Copy out every line of the items below exactly as they stand, but leave out the pictures.

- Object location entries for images
|---|

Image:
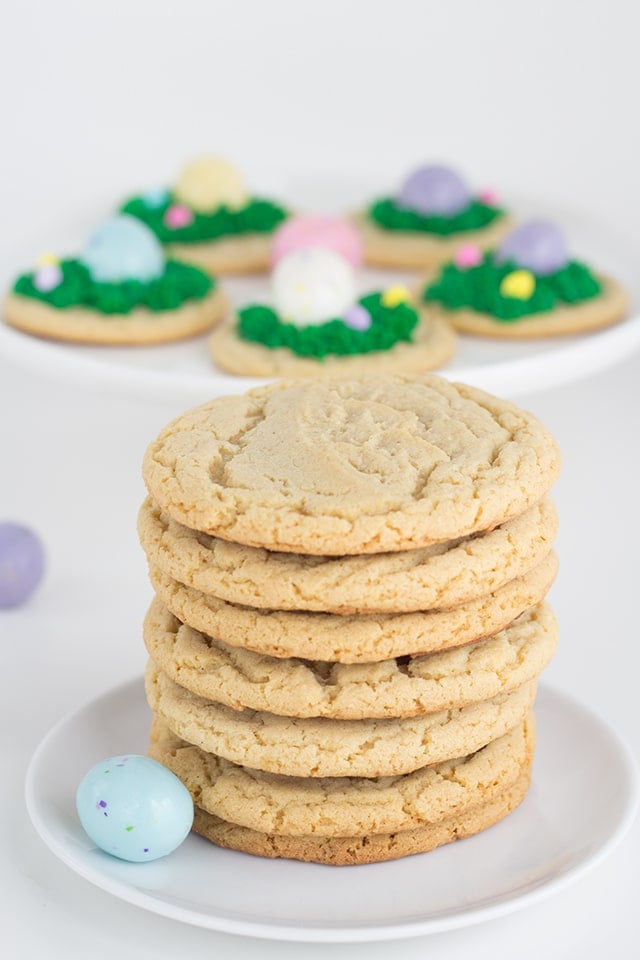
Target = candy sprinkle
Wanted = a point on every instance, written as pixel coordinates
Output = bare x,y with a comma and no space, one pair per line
395,295
520,284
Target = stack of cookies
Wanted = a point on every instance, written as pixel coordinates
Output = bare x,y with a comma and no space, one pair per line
349,617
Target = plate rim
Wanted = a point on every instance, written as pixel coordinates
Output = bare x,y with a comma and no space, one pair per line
334,933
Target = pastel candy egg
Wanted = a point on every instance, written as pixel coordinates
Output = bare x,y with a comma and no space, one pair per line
123,248
47,259
47,277
538,246
209,183
357,317
312,286
331,233
21,564
392,296
434,190
134,808
518,284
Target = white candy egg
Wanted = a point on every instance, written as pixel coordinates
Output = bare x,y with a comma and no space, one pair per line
312,286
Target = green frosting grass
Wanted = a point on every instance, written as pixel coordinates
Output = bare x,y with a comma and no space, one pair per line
389,325
259,216
387,214
178,283
478,288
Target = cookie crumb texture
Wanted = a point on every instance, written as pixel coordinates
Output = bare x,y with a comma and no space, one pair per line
344,806
320,747
363,466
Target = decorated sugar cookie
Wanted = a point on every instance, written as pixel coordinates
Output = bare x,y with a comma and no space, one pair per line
318,325
209,219
120,290
528,287
432,214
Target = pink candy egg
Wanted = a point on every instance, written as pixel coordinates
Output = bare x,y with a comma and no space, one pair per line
329,233
178,216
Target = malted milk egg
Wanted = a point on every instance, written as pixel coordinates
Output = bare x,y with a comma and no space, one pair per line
134,808
21,563
315,230
312,286
209,183
123,248
538,245
434,190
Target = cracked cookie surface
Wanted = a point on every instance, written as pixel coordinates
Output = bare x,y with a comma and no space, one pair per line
368,848
395,688
427,578
348,467
321,747
358,638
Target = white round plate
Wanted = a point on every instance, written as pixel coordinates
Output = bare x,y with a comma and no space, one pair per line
185,372
582,800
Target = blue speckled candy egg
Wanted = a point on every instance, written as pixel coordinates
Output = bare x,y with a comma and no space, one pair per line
134,808
122,248
538,245
434,190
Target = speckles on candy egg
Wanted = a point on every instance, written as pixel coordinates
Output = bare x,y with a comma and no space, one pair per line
134,808
434,190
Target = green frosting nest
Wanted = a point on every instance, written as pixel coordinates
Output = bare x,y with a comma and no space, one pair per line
389,325
387,214
478,288
259,216
178,283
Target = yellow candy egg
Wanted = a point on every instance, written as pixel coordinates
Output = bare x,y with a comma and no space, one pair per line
47,260
209,183
519,284
395,295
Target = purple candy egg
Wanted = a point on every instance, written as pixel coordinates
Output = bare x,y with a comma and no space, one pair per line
434,190
357,317
538,246
21,564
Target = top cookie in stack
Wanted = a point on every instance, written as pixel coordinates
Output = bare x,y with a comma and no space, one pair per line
303,541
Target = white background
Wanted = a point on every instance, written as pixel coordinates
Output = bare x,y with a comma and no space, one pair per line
98,101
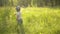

|---|

- TASK RESULT
Image:
Target = candy sprinkle
Wanted = a point on every instance, written as pixel coordinates
Output = bare x,y with a comma and no space, one pair per line
395,295
520,284
Target = stack of cookies
Wanted = a point on every instance, written as pixel coordinates
Output = bare x,y with a comma and no space, one pair per line
349,617
Target = plate rim
Wanted = a point on every instance, written as pixel coordinates
Output = bare x,y with a comma and no space, one pair per line
334,933
Target = pastel candy egg
Wanted = a point on every instance, written as pixel coordinates
Output = bare x,y with a comma and no space, one pair per line
123,248
47,259
47,277
538,246
209,183
357,317
312,286
331,233
21,564
392,296
434,190
134,808
518,284
Target = white candy egg
Wanted = a point on every instance, written as pixel coordinates
Output = bare x,y with a comma and no space, one pair per line
312,286
Target = green frosting grass
Wanted = a point on every instance, written as pixel coordinates
Output = bare x,y with a comma and no space, one pair per line
389,325
259,216
387,214
178,283
478,288
Target = cookie crumb texture
Wanted = a point on every instance, written as pixel coordinates
Output = bare x,y with a comma and no space, one pair per line
344,806
320,747
363,466
Target = decorated sugar cookie
Wanted = a point on every instance, written as pixel coordinates
Output = bare x,y with a comma and no space, one pair per line
318,325
209,219
120,290
528,287
432,214
Target = pink candy egg
Wanted = a point on every instance, written as pixel coordinates
Output = bare x,y with a comma and no space, one pair per line
329,233
178,216
Target = malted milk egg
Wanted = a point on every instance, written as pixel coordinates
Output = bare x,y with a comma and no space, one pair per line
134,808
21,563
315,230
312,286
209,183
123,248
538,245
434,190
Target = cracked cookie surface
Wanted = a point on every instance, written as pixel coordinates
Output = bare x,y with a comma and no space, one pair per line
368,848
395,688
427,578
348,467
321,747
358,638
Target = white round plate
Wanted = a point on every instance, written as pixel coordinates
Output = bare x,y with a comma and no space, one pair per line
185,372
582,800
Target = blue speckled candy egg
Wanted = a point on every instance, written as pixel coordinates
Output = bare x,y with a comma and no space, one pair per line
134,808
122,248
538,245
434,190
Target = speckles on candy egg
Wanted = a point on every instance, written as pixel coordinates
Output = bare x,y with a comma and no space, one pair per line
134,808
434,190
Target = green frosting nest
Wanted = a point on every instance, written as pixel coordinates
Output = bare x,y with a comma and no space, one pair per line
389,325
387,214
478,288
259,216
178,283
Target = yellow candy egg
Wanted = a point on every instance, written as pixel coordinates
Output = bare x,y with a comma and no space, one pair per line
47,260
209,183
519,284
395,295
Target = purple candy egg
Wanted = a point on every instance, written as pixel coordinates
Output = bare x,y with a comma and no space, one pair per line
434,190
357,317
538,246
21,564
Target = top cookie in stack
Wanted = a point on every instance, written as pixel coordinates
Output = bare x,y with a comma and no space, one pair per line
303,541
Target = white background
Wanted = a point on every instance, written as pixel coordinates
Output = bare x,y with a comma and no space, one pair per line
98,101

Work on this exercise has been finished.